#### CONSIGNE
Mettez toutes les lignes de la liste ci-dessous sous forme de tableau Markdown à deux colonnes, « N° » pour le numéro de rang et « Ligne » pour le texte. Omettez les lignes vides.
++++ DONNÉES FOURNIES ++++
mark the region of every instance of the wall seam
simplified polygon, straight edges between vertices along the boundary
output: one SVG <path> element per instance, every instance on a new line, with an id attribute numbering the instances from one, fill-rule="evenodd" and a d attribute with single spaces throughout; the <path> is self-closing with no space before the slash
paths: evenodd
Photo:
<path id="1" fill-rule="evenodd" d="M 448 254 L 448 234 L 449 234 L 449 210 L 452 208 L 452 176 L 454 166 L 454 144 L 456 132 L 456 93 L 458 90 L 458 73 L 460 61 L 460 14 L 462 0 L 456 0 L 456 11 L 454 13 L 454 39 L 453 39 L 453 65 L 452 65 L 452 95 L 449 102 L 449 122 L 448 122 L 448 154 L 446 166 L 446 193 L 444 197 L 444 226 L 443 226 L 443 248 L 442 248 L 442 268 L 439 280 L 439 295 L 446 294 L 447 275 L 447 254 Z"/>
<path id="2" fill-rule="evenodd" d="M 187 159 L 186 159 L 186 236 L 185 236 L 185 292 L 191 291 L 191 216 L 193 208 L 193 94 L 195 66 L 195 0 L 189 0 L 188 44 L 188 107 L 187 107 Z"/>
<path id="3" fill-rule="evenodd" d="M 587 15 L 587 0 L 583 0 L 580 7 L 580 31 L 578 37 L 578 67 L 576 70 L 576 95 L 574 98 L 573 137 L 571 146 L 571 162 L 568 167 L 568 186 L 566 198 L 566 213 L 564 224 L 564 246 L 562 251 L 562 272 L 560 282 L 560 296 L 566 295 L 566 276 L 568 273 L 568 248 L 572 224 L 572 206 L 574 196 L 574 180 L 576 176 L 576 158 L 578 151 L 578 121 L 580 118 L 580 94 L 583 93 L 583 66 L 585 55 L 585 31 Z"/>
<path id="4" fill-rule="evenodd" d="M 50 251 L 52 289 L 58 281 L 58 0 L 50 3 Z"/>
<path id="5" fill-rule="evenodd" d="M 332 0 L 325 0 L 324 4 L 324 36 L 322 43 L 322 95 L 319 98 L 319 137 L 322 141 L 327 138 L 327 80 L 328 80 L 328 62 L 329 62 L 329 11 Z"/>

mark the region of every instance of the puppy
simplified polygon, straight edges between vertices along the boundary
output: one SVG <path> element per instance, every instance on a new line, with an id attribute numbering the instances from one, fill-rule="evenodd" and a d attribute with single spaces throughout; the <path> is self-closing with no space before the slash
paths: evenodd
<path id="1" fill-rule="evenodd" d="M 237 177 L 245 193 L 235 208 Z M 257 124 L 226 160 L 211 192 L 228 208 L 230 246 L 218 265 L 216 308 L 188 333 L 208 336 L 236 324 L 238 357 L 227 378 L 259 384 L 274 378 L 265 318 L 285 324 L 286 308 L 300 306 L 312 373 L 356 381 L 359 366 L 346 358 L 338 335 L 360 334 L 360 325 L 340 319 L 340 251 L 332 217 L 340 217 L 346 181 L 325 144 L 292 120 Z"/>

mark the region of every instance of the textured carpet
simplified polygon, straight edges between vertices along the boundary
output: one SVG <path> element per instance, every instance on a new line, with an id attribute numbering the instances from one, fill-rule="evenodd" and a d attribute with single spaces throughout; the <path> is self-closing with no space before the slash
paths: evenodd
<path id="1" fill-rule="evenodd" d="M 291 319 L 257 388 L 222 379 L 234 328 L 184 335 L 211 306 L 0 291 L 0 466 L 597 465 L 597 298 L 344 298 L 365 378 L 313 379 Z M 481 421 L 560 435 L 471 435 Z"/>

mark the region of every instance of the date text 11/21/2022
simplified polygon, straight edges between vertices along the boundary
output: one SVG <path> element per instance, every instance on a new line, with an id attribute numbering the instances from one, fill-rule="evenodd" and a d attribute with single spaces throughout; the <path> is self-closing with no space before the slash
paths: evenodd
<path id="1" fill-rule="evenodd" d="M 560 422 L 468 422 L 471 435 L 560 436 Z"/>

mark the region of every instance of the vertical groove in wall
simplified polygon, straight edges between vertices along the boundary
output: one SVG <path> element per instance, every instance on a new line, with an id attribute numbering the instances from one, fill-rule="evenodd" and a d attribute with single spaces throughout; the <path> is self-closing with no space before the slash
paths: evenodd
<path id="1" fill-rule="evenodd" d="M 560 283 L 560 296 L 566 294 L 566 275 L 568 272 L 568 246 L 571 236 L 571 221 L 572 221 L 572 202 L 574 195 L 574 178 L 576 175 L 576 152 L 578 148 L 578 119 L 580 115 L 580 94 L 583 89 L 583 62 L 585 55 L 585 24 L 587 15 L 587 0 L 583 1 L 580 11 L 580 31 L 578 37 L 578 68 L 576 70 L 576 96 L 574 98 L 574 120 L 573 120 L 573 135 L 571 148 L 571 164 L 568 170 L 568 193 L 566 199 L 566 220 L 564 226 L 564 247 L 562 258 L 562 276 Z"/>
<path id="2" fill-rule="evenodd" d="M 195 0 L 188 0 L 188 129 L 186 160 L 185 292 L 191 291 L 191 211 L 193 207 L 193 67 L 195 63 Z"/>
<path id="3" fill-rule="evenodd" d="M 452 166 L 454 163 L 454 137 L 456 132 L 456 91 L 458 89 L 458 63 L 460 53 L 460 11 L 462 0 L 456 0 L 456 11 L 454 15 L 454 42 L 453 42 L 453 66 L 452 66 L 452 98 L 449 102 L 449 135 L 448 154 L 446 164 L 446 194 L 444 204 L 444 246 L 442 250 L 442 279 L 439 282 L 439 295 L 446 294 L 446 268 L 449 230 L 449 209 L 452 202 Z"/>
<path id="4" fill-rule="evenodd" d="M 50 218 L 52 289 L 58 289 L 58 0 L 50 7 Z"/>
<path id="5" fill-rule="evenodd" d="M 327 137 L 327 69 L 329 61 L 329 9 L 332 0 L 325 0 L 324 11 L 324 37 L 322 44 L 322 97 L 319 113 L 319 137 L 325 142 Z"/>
++++
#### RÉPONSE PROPOSÉE
| N° | Ligne |
|---|---|
| 1 | mark the region of every instance of the wall seam |
| 2 | simplified polygon, straight edges between vertices along the boundary |
| 3 | output: one SVG <path> element per instance, every instance on a new line, with an id attribute numbering the instances from one, fill-rule="evenodd" and a d attribute with single spaces throughout; the <path> is self-closing with no space before the slash |
| 4 | paths: evenodd |
| 5 | Photo: |
| 6 | <path id="1" fill-rule="evenodd" d="M 448 254 L 448 234 L 449 234 L 449 210 L 452 208 L 452 176 L 454 166 L 454 144 L 456 132 L 456 93 L 458 90 L 458 73 L 460 61 L 460 14 L 462 0 L 456 0 L 456 11 L 454 13 L 454 39 L 453 39 L 453 65 L 452 65 L 452 95 L 449 102 L 449 122 L 448 122 L 448 154 L 446 166 L 446 193 L 444 197 L 444 226 L 443 226 L 443 248 L 442 248 L 442 268 L 439 280 L 439 295 L 446 294 L 447 275 L 447 254 Z"/> |
| 7 | <path id="2" fill-rule="evenodd" d="M 187 159 L 186 159 L 186 236 L 185 236 L 185 292 L 191 291 L 191 216 L 193 208 L 193 94 L 195 66 L 195 0 L 189 0 L 188 44 L 188 107 L 187 107 Z"/> |
| 8 | <path id="3" fill-rule="evenodd" d="M 587 15 L 587 0 L 583 0 L 580 7 L 580 31 L 578 37 L 578 67 L 576 70 L 576 95 L 574 98 L 573 137 L 571 146 L 571 162 L 568 167 L 568 186 L 566 198 L 566 213 L 564 224 L 564 246 L 562 251 L 562 272 L 560 282 L 560 296 L 566 295 L 566 276 L 568 273 L 568 248 L 572 224 L 572 206 L 574 196 L 574 180 L 576 176 L 576 158 L 578 151 L 578 121 L 580 118 L 580 94 L 583 93 L 583 66 L 585 55 L 585 31 Z"/> |
| 9 | <path id="4" fill-rule="evenodd" d="M 50 251 L 52 289 L 58 281 L 58 0 L 50 3 Z"/> |
| 10 | <path id="5" fill-rule="evenodd" d="M 332 0 L 325 0 L 324 4 L 324 36 L 322 43 L 322 95 L 319 98 L 319 137 L 322 141 L 327 138 L 327 80 L 328 80 L 328 62 L 329 62 L 329 11 Z"/> |
| 11 | mark the region of every instance of the puppy |
| 12 | simplified polygon, straight edges between vertices along the boundary |
| 13 | output: one SVG <path> element per instance, every instance on a new line, with an id attribute numbering the instances from one, fill-rule="evenodd" and a d attribute with single spaces throughout; the <path> is self-closing with no space before the slash |
| 14 | paths: evenodd |
| 15 | <path id="1" fill-rule="evenodd" d="M 237 177 L 245 193 L 235 208 Z M 257 124 L 226 160 L 211 192 L 228 208 L 230 246 L 218 265 L 216 308 L 188 333 L 208 336 L 236 324 L 238 357 L 227 378 L 259 384 L 274 378 L 265 318 L 285 324 L 286 308 L 300 306 L 312 373 L 356 381 L 359 366 L 346 358 L 338 335 L 360 334 L 360 325 L 340 319 L 340 251 L 332 217 L 340 217 L 346 181 L 325 144 L 292 120 Z"/> |
| 16 | mark the region of every instance of the textured carpet |
| 17 | simplified polygon, straight edges between vertices along the boundary |
| 18 | output: one SVG <path> element per instance, every instance on a new line, with an id attribute numbering the instances from one, fill-rule="evenodd" and a d attribute with single spaces throughout; the <path> is self-closing with no space before the slash |
| 19 | paths: evenodd |
| 20 | <path id="1" fill-rule="evenodd" d="M 291 319 L 257 388 L 222 379 L 234 328 L 184 335 L 211 306 L 0 291 L 0 466 L 597 465 L 597 298 L 344 298 L 365 378 L 313 379 Z M 481 421 L 560 435 L 471 435 Z"/> |
| 21 | mark the region of every instance of the date text 11/21/2022 |
| 22 | simplified polygon, straight edges between vertices along the boundary |
| 23 | output: one SVG <path> element per instance, every instance on a new line, with an id attribute numbering the instances from one, fill-rule="evenodd" and a d attribute with single spaces throughout; the <path> is self-closing with no space before the slash |
| 24 | paths: evenodd |
| 25 | <path id="1" fill-rule="evenodd" d="M 560 422 L 468 422 L 471 435 L 560 436 Z"/> |
| 26 | mark the region of every instance of the vertical groove in wall |
| 27 | simplified polygon, straight edges between vertices along the boundary |
| 28 | output: one SVG <path> element per instance, every instance on a new line, with an id attribute numbering the instances from one, fill-rule="evenodd" and a d attribute with single spaces throughout; the <path> is self-closing with no space before the slash |
| 29 | paths: evenodd |
| 30 | <path id="1" fill-rule="evenodd" d="M 560 283 L 560 296 L 566 294 L 566 275 L 568 272 L 568 246 L 571 236 L 571 221 L 572 221 L 572 202 L 574 195 L 574 178 L 576 175 L 576 152 L 578 148 L 578 119 L 580 115 L 580 94 L 583 89 L 583 62 L 585 55 L 585 24 L 587 15 L 587 0 L 583 1 L 580 11 L 580 31 L 578 37 L 578 68 L 576 70 L 576 96 L 574 98 L 574 120 L 573 120 L 573 135 L 571 148 L 571 164 L 568 170 L 568 193 L 566 199 L 566 220 L 564 226 L 564 247 L 562 258 L 562 276 Z"/> |
| 31 | <path id="2" fill-rule="evenodd" d="M 195 0 L 188 0 L 188 129 L 186 160 L 185 292 L 191 291 L 191 211 L 193 207 L 193 67 L 195 63 Z"/> |
| 32 | <path id="3" fill-rule="evenodd" d="M 452 166 L 454 163 L 454 137 L 456 132 L 456 91 L 458 89 L 458 63 L 460 53 L 460 11 L 462 0 L 456 0 L 456 11 L 454 15 L 454 42 L 453 42 L 453 66 L 452 66 L 452 98 L 449 102 L 449 135 L 448 154 L 446 164 L 446 194 L 444 204 L 444 246 L 442 250 L 442 279 L 439 282 L 439 295 L 446 294 L 446 268 L 449 230 L 449 209 L 452 202 Z"/> |
| 33 | <path id="4" fill-rule="evenodd" d="M 50 218 L 52 289 L 58 289 L 58 0 L 50 7 Z"/> |
| 34 | <path id="5" fill-rule="evenodd" d="M 327 137 L 327 69 L 329 61 L 329 9 L 332 0 L 325 0 L 324 11 L 324 37 L 322 44 L 322 97 L 319 113 L 319 137 L 325 142 Z"/> |